*** EXCERPT TO READ

‘Councils refusing to fix potholes deemed too small’

Many potholes are left unrepaired despite being reported because some councils only fix them if they are a minimum size, according to new analysis.

More than a third (35%) of local authorities in Britain state the size a pothole must be before they will act, research by the RAC and Channel 4’s Dispatches programme found.

The most common depth stated is 4cm (1.6in)(54 councils), but in the case of six councils – Warwickshire, Torbay, Thurrock, Nottingham, Torfaen and South Lanarkshire – potholes need to be at least 5cm (2in) deep to be considered for repair.

A graphic showing how a pothole forms
(PA Graphics)

Thirteen local authorities, including Buckinghamshire, Stockport and Devon, state only those at least 30cm (11.8in) wide and 4cm (1.6in) deep will get fixed.

Some 37% of councils say they take a “risk-based approach” in deciding which potholes to fix and how quickly to do so, while 29% do not state any criteria online.

RAC spokesman Rod Dennis said: “For a long time, we’ve advised the public to report each and every pothole they come across to their local authority, not least as a council can refuse to compensate for damage caused from hitting one if they can prove they didn’t know it existed.

“But unfortunately, as this analysis shows, just reporting a road defect doesn’t guarantee it will get fixed.

******
*** EXCERPTED RECORDS

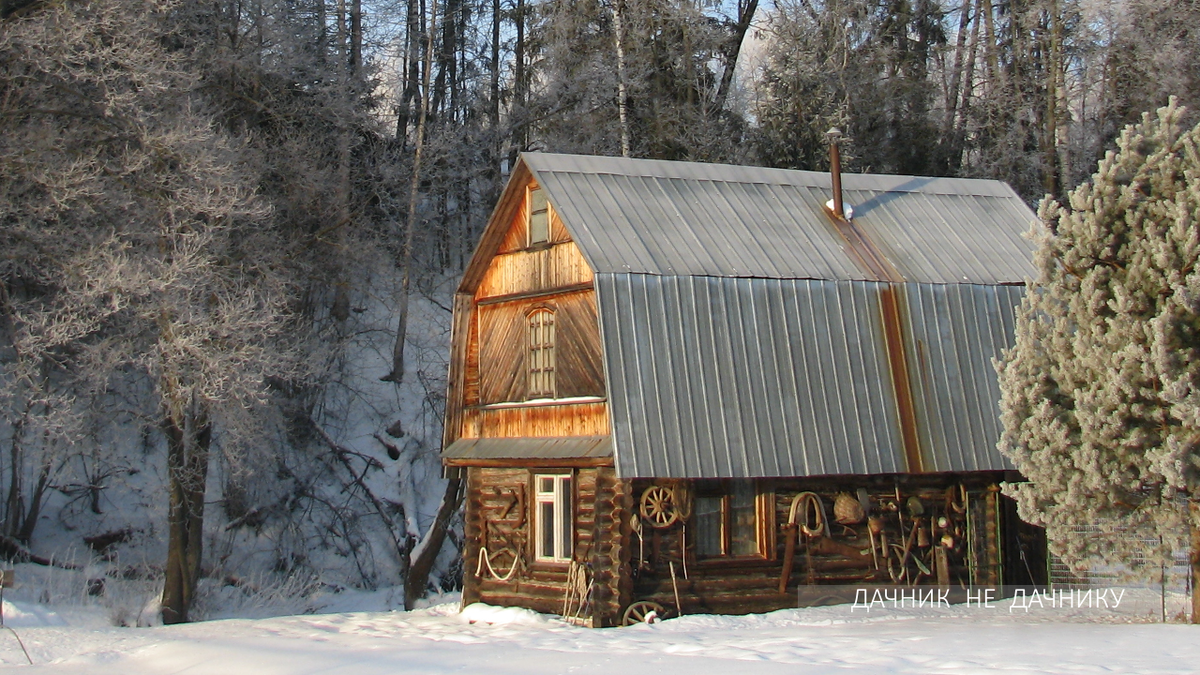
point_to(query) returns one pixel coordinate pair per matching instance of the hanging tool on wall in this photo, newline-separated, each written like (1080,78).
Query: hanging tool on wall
(813,525)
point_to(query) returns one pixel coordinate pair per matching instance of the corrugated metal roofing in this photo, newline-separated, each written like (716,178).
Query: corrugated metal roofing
(582,447)
(648,216)
(763,377)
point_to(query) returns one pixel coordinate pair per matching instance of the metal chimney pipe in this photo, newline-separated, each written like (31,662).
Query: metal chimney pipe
(834,136)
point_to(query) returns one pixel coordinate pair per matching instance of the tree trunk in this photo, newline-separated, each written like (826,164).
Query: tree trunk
(189,437)
(1194,559)
(406,256)
(618,22)
(418,578)
(733,49)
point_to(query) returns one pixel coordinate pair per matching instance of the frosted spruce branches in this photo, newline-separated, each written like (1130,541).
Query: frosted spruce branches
(1101,394)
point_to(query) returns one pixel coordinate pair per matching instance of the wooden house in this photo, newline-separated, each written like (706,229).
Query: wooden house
(693,387)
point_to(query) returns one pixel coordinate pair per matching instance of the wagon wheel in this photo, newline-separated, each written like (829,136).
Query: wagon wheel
(637,613)
(659,506)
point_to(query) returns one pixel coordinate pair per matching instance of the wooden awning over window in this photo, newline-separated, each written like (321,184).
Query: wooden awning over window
(569,451)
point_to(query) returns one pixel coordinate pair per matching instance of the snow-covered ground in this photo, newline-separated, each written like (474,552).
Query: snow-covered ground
(496,641)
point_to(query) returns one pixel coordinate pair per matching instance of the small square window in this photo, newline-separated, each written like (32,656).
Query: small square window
(725,518)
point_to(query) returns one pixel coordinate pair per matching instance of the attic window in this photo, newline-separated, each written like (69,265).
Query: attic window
(541,354)
(539,217)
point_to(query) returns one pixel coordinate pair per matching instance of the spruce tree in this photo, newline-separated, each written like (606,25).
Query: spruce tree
(1101,394)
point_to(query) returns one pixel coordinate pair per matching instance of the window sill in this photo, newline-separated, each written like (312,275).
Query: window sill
(735,561)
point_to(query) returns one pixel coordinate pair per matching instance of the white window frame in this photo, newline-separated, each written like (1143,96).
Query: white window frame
(559,496)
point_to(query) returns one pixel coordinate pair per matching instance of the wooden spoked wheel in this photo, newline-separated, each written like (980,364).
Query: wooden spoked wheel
(659,506)
(637,611)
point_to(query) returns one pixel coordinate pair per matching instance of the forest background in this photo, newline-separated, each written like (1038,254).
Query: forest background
(229,231)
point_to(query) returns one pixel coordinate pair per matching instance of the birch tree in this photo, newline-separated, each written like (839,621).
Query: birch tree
(149,249)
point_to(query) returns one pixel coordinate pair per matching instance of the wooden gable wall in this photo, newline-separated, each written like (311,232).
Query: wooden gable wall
(491,363)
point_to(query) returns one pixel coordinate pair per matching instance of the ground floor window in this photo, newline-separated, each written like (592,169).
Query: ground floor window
(727,518)
(552,517)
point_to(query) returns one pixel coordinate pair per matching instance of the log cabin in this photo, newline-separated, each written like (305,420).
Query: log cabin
(684,388)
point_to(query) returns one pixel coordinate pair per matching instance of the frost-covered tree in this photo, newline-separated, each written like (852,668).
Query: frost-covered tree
(1101,394)
(141,243)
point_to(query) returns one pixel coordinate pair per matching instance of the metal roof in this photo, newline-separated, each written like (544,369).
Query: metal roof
(763,377)
(648,216)
(581,447)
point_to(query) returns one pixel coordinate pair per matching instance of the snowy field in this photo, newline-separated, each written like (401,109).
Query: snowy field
(497,641)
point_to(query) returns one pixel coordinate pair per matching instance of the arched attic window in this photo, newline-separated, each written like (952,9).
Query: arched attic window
(541,353)
(539,217)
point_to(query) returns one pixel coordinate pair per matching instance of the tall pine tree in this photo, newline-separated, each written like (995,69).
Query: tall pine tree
(1101,394)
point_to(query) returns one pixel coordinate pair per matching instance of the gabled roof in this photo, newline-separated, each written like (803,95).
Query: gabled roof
(647,216)
(743,333)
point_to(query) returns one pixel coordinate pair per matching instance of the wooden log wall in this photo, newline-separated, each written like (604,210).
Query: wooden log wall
(972,551)
(498,524)
(610,560)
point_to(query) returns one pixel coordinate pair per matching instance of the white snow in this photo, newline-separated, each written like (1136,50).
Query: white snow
(493,640)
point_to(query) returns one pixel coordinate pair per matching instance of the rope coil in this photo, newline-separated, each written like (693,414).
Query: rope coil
(485,560)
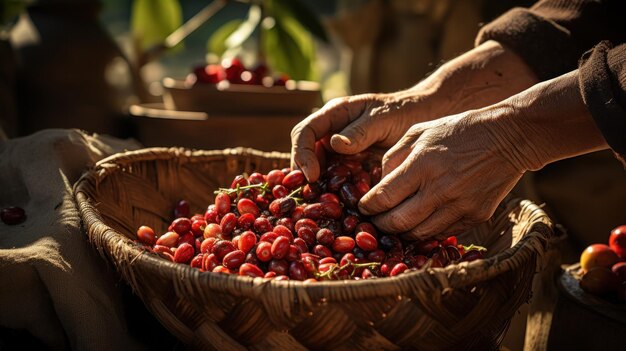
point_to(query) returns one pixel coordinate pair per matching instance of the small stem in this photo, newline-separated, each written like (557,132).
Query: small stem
(299,189)
(474,247)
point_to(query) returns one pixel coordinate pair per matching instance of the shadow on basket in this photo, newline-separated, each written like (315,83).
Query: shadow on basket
(464,306)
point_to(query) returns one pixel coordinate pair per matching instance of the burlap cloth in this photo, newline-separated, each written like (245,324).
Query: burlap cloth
(53,285)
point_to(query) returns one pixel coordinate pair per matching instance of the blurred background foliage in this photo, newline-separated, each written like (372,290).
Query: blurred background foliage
(283,33)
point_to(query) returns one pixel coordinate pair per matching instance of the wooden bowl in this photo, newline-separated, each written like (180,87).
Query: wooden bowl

******

**TO BE DONE**
A – Answer these questions about the pothole article, one answer per line:
(i) What share of local authorities in Britain state how big a pothole must be before they will act?
(ii) Which six councils require a pothole to be at least 5cm deep before it is considered for repair?
(iii) What percentage of councils do not state any criteria online?
B – Write the next part of the pothole article, picking up after its last sentence.

**RESULTS OF THE TASKS**
A –
(i) More than a third (35%)
(ii) Warwickshire, Torbay, Thurrock, Nottingham, Torfaen and South Lanarkshire
(iii) 29%

B –
“In some cases, councils state a pothole needs to be sufficiently deep or wide to be considered for repair.

“This can be enormously frustrating for anyone who comes across one, reports it but then witnesses it get even bigger and more dangerous as it didn’t quite reach a council’s threshold for repair.”

Common vehicle problems caused by potholes include damaged shock absorbers, broken suspension springs and distorted wheels.

In October 2023, the Government announced it would provide £8.3 billion of extra funding over 11 years to fix potholes in England.

This was part of the Network North strategy to use money saved by scrapping the planned extension of HS2 north of Birmingham.

The cost of bringing pothole-plagued local roads in England and Wales up to scratch has been estimated at £16.3 billion.

Darren Rodwell, transport spokesman for the Local Government Association, said: “Councils are on the side of all road users and want to focus on properly resurfacing our roads, including tackling the £16.3 billion backlog of road repairs.

“Many factors affect repair rates, such as the road profile, traffic levels and available budgets.

“Councils would much prefer to focus on preventative repairs but only greater, year-on-year long-term funding certainty for maintaining all parts of our highways will help them achieve this.

“The Government should award council highways departments five-yearly funding allocations, on a par with National Highways, to give them more certainty to develop resurfacing programmes and other improvements to help prevent potholes in the first place.”

A Department for Transport spokesperson said: “Local authorities are responsible for maintaining their local roads, including setting criteria for repairs, but we’re supporting them with an additional £8.3 billion of reallocated HS2 funding – the biggest ever funding increase for local road improvements.

“We have also introduced new reporting requirements which mean local authorities will need to report on their road maintenance progress on a quarterly basis, ensuring taxpayers can hold them to account for how they spend the record funding increase.”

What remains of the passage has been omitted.